→ **PROMPT**:
From the first line of the records below, transcribe each line exactly up to and including the one with "Ground snow accumulation"; pictures stay out.

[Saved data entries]
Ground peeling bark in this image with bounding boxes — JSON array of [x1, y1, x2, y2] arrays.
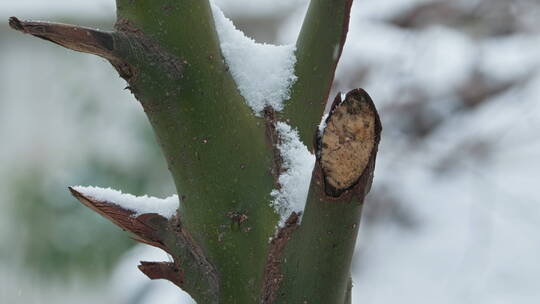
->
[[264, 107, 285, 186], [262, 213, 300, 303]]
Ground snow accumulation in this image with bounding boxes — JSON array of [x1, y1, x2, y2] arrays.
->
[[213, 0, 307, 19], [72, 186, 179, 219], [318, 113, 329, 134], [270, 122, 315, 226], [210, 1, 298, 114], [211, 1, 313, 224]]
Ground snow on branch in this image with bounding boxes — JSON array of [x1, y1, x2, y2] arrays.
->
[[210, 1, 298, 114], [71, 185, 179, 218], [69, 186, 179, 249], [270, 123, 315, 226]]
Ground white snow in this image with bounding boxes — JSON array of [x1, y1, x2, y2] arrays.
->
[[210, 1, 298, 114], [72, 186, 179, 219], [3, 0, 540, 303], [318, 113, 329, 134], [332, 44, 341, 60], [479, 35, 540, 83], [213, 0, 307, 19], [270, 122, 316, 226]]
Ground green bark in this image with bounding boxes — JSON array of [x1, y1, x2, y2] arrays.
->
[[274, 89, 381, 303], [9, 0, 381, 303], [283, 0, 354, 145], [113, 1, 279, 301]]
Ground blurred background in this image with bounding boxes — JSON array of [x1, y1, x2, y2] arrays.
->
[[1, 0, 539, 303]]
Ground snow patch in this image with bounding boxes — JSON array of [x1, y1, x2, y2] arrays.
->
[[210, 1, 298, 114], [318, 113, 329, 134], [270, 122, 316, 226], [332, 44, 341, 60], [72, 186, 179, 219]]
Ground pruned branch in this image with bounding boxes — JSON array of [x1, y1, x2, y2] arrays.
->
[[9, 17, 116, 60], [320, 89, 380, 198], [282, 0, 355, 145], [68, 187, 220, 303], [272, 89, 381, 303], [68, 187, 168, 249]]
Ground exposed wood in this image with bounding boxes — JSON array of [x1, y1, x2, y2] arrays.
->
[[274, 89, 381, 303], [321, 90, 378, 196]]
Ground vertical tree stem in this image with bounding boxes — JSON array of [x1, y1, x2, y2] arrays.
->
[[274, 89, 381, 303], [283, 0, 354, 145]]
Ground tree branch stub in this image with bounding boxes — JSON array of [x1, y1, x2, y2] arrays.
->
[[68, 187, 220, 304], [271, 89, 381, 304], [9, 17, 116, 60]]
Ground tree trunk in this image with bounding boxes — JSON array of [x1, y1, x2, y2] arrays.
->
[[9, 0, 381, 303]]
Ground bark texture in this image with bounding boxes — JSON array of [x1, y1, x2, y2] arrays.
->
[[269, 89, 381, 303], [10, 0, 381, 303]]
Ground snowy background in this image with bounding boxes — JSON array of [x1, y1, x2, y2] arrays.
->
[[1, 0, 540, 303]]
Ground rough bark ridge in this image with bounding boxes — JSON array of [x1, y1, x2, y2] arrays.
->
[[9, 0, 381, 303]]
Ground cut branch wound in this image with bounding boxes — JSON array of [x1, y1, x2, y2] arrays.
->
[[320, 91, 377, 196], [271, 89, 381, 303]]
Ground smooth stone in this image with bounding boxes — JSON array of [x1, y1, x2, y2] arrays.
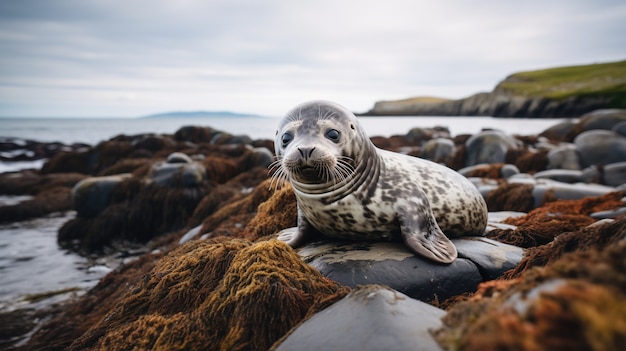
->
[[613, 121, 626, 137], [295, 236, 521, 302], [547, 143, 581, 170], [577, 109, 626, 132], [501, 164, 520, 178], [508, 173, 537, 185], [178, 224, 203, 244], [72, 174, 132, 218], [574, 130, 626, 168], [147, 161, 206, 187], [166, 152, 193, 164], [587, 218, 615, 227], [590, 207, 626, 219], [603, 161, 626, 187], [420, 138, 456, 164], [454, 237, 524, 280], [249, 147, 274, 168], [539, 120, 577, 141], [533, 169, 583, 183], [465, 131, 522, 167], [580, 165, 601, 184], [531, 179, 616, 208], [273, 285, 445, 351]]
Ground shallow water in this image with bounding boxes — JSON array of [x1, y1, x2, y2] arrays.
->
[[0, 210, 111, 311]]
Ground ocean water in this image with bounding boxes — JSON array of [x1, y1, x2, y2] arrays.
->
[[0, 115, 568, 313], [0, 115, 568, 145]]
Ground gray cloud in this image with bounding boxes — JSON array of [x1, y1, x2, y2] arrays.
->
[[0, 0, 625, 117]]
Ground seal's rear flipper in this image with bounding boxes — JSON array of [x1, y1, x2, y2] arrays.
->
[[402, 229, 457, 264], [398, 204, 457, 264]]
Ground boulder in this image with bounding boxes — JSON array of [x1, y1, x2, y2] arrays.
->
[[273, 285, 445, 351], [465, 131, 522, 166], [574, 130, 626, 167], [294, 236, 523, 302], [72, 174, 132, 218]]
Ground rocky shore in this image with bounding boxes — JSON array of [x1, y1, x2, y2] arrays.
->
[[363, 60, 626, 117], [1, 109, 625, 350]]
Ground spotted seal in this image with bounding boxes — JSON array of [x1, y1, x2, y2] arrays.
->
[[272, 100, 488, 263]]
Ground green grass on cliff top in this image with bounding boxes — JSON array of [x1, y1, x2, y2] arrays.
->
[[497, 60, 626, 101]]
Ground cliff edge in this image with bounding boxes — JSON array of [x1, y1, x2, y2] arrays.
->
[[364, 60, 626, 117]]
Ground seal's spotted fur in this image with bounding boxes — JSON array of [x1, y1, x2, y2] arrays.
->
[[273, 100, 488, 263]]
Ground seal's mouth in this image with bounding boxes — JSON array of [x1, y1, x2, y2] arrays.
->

→ **RESPONSE**:
Ground peeling bark in this image with bounding boxes — JSON array of [x1, y1, x2, y2] arrays.
->
[[264, 107, 285, 186], [262, 213, 300, 303]]
Ground snow accumulation in this image with bounding boxes — JSON array of [x1, y1, x2, y2] arrays.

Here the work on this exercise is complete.